EXCERPT PROVIDED:
By WENDY HODGE
When last we met, it was early December 1974.
Mrs. Taylor’s second-grade class was the victim of an unknown vandal. Our teacher gathered us all together to sit criss-cross applesauce on the carpet at the front of the room so that she could fill us in on her plan to restore order to our classroom and the second-grade hallway in general.
“On Friday we will be electing hall monitors,” she announced, her smile held in place by sheer determination and the belief in her fool-proof plan. “Today we’ll take nominations and then vote on Friday for the two boys who will be our very first hall monitors!” (Girls, it appears, were not suited for such a responsibility.)
“What’s a nomination?” someone asked.
“What’s a hall monitor?” was followed by giggles from the back of the room.
“A hall monitor’s job is to make sure there’s no funny business in the hallways between classes and before and after school each day. He will keep his eyes open and stay alert for any sign of mischief.”
She made this pronouncement as if hall monitor ranked right up there with the Medal of Freedom or the Nobel Peace Prize.
She was met with blank stares.
“That sounds awful,” my friend, James, said.
“Yeah, I don’t think that’s a good job at all,” someone else echoed.
“You’ll have to trust me on this, children. Hall Monitor is an honor. Now let’s get our thinking caps on and decide who we’re going to nominate, which means decide to consider, for our two hall monitors.”
We all returned to our desk and were given an index card and instructions to write down the name of the one person we thought would do the best job. Minutes ticked by while we all made our decisions. I nominated my friend James, partly because I knew he would laugh when his name was read out loud and partly because I had a secret crush and just knew he would be the perfect person to keep us all safe.
Cards were turned in, and we all got quiet so that Mrs. Taylor could read our nominations out loud.
She read out the first two cards:
“Steve.” There were some claps, and Steve raised his hands in a mock-Nixon salute.
“James.” Just as I knew he would, James laughed and looked knowingly at me.
Then Mrs. Taylor hesitated before reading the next name. “Bugs Bunny,” she said, disdain in every syllable.
And the next card was even worse – “Superman.”
“Now children, this is serious business. What we’re deciding is very important. It’s not a joke.”
The rest of the cards were read out loud leaving a grand total of seven votes for Steve, six votes for James, three for Super Man, two for Bugs Bunny and a last-place tie between Mickey Mouse, Stretch Armstrong and Barbie.
“It looks like there won’t be any reason to vote on Friday. We have our two hall monitors – Steve and James.”
Steve saluted again and said, “I’m ready!”
But James raised his hand and said, “Mrs. Taylor, I really don’t want to be a hall monitor.”
“Why not, James?” she asked.
“Because a hall monitor sounds like a snitch, and I’m no snitch,” he said firmly.

INFORMATION SHOWN:
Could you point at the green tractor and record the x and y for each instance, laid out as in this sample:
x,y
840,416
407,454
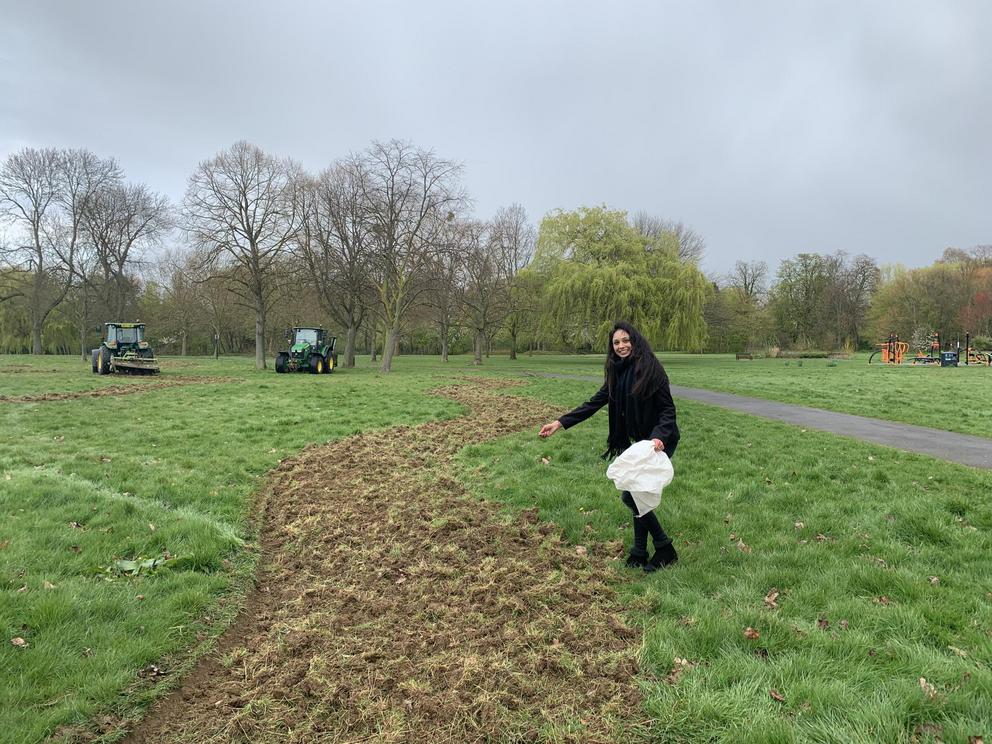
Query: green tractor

EXERCISES:
- 1) In the hall monitor story, how many votes did Steve get?
- 2) Transcribe the part of the hall monitor story that opens with the words containing "We all returned" and closes with "us all safe.".

RESULTS:
- 1) Seven votes.

- 2)
We all returned to our desk and were given an index card and instructions to write down the name of the one person we thought would do the best job. Minutes ticked by while we all made our decisions. I nominated my friend James, partly because I knew he would laugh when his name was read out loud and partly because I had a secret crush and just knew he would be the perfect person to keep us all safe.